(QUOTED PASSAGE):

Members of some communities, whose water is contaminated or has been over-extracted by these operations, paradoxically must use bottled water to meet their basic needs, at a tremendous cost to them and further marginalizing their family economy.
The construction of a border wall between the US and Mexico has forced undocumented immigrants to migrate through the deserts near the Southern border. At this point, more than 1000 people die annually of dehydration and exposure, trying to make a better life for themselves and their families. When people put out the water necessary to save these peoples lives, it is currently considered illegal “littering.”
Climate Change and Changing Weather Patterns
The consequences of global climate change are so broad that they impact a number of water issues. Some areas experience excessive drought, while others deal with unprecedented flooding, like we saw in Pakistan this past summer. Those who are able to, can move to places with adequate access to clean water for drinking and sanitation or can afford to pay more for scarce water. Working to curb anthropogenic climate change work and support adaptation technologies to help people adapt to changing environments will help minimize the impacts climate change has on the world’s poorest peoples.
Ecosystems and Infrastructure
Scientists are examining the multiple threats to healthy global ecosystem functioning, including climate change, disrupted nitrogen cycles, waste of phosphorus, biodiversity loss, changes in landscapes, freshwater shortages, spread of toxics, and others. Improper use and management of water is implicated in these threats to life on Earth. Large industrial-scale water distribution and sewer systems use and displace water and energy, throw away valuable nutrient resources, and are incredibly costly.

(WORK INSTRUCTION A):
Render into Spanish this sentence from the passage on water issues: "The construction of a border wall between the US and Mexico has forced undocumented immigrants to migrate through the deserts near the Southern border."
(WORK INSTRUCTION B):
Reproduce word for word the stretch of the passage on water issues from "Ecosystems and Infrastructure" through "are incredibly costly.".

(GIVEN DATA):

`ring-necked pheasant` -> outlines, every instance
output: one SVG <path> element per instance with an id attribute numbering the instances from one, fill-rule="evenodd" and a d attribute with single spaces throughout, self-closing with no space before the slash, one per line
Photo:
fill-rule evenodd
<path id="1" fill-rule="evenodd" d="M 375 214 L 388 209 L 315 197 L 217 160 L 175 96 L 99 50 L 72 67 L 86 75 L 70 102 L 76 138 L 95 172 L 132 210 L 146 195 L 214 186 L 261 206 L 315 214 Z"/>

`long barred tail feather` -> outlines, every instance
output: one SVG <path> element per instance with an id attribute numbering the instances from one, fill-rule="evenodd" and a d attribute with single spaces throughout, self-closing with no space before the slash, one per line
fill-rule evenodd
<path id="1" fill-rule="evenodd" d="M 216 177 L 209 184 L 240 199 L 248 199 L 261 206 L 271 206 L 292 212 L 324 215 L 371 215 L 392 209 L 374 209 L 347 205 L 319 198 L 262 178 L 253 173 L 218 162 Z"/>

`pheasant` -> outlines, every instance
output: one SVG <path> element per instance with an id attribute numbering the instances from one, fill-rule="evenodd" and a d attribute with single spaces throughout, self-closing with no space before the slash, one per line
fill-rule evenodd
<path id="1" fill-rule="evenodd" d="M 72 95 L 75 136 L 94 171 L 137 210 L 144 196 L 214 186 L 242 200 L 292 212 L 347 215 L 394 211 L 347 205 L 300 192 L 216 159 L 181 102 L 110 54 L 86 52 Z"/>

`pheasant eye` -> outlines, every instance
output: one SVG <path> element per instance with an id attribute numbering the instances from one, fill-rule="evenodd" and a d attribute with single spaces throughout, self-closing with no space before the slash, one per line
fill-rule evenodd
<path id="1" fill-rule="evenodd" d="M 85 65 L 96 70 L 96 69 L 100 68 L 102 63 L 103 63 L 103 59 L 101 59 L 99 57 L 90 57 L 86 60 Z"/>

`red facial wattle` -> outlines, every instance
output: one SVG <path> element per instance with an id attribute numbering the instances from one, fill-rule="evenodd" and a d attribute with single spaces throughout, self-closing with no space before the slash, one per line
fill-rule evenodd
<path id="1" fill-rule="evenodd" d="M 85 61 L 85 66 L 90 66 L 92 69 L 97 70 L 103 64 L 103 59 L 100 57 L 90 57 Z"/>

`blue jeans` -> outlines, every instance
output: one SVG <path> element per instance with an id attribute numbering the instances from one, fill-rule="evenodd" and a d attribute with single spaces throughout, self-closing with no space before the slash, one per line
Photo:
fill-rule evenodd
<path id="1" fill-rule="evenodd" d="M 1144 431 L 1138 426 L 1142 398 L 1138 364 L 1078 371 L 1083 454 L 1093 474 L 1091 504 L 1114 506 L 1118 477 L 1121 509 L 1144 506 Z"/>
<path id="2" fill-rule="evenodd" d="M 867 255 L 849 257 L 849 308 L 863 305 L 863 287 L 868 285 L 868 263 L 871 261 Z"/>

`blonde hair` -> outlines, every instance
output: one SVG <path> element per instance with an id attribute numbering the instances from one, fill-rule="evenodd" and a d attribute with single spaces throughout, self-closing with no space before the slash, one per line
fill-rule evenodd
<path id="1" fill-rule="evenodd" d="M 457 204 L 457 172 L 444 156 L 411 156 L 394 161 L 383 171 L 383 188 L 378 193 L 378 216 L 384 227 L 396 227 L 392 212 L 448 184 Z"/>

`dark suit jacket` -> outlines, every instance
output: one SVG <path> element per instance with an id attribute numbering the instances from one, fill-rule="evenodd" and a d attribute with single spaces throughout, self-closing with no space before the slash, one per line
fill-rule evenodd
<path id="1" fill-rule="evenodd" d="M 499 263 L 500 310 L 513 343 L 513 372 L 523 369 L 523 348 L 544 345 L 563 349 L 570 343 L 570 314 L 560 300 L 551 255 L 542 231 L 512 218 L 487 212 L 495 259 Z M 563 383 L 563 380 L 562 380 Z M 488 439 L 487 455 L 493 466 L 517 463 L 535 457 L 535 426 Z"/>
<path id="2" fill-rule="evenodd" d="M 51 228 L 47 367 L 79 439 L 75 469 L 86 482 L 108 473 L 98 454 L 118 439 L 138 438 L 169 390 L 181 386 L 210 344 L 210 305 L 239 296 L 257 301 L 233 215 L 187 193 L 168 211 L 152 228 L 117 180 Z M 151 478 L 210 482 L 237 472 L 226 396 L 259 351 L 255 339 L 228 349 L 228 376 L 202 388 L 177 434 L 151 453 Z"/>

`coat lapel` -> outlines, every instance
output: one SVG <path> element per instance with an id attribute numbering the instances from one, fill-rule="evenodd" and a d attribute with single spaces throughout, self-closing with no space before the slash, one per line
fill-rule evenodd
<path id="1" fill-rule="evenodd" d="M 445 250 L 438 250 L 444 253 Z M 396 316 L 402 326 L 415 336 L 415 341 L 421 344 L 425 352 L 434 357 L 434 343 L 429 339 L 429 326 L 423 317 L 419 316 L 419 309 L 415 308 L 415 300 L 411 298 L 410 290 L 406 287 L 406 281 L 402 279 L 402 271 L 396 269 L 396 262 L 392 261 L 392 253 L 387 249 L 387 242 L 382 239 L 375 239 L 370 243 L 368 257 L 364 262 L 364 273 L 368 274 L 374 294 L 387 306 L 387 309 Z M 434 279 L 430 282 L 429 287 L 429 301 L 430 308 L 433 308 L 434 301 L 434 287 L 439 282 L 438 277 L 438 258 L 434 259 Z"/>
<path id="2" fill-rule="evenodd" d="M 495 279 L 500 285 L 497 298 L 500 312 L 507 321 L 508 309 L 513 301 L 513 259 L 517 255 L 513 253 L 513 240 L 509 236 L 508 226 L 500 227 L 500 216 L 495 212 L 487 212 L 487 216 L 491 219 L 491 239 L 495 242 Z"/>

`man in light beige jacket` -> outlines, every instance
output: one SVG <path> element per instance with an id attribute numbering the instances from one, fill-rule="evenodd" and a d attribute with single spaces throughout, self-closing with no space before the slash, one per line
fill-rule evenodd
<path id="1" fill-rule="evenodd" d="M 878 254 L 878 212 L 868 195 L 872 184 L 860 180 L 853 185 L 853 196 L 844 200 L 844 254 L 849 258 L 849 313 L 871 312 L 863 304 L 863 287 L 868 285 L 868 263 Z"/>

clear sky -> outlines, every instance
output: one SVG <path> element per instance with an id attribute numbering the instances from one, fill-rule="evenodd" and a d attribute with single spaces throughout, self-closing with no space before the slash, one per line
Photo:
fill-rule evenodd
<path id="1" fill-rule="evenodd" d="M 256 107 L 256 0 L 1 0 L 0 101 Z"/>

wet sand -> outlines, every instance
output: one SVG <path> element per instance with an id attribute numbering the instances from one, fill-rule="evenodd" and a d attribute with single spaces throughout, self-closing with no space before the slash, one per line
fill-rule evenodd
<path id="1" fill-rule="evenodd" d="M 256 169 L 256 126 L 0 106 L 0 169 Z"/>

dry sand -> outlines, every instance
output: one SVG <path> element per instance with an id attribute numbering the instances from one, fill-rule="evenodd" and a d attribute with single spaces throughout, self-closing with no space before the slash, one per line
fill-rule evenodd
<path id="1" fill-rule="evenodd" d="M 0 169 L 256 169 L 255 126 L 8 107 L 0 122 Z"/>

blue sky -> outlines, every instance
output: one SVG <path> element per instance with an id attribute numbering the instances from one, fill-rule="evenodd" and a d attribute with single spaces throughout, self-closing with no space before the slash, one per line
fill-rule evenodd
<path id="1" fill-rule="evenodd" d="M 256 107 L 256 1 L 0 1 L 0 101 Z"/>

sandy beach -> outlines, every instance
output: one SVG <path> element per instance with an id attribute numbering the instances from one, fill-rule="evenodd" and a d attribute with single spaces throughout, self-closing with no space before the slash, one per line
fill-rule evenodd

(ANSWER AREA A):
La construcción de un muro fronterizo entre Estados Unidos y México ha obligado a los inmigrantes indocumentados a migrar a través de los desiertos cercanos a la frontera sur.

(ANSWER AREA B):
Ecosystems and Infrastructure
Scientists are examining the multiple threats to healthy global ecosystem functioning, including climate change, disrupted nitrogen cycles, waste of phosphorus, biodiversity loss, changes in landscapes, freshwater shortages, spread of toxics, and others. Improper use and management of water is implicated in these threats to life on Earth. Large industrial-scale water distribution and sewer systems use and displace water and energy, throw away valuable nutrient resources, and are incredibly costly.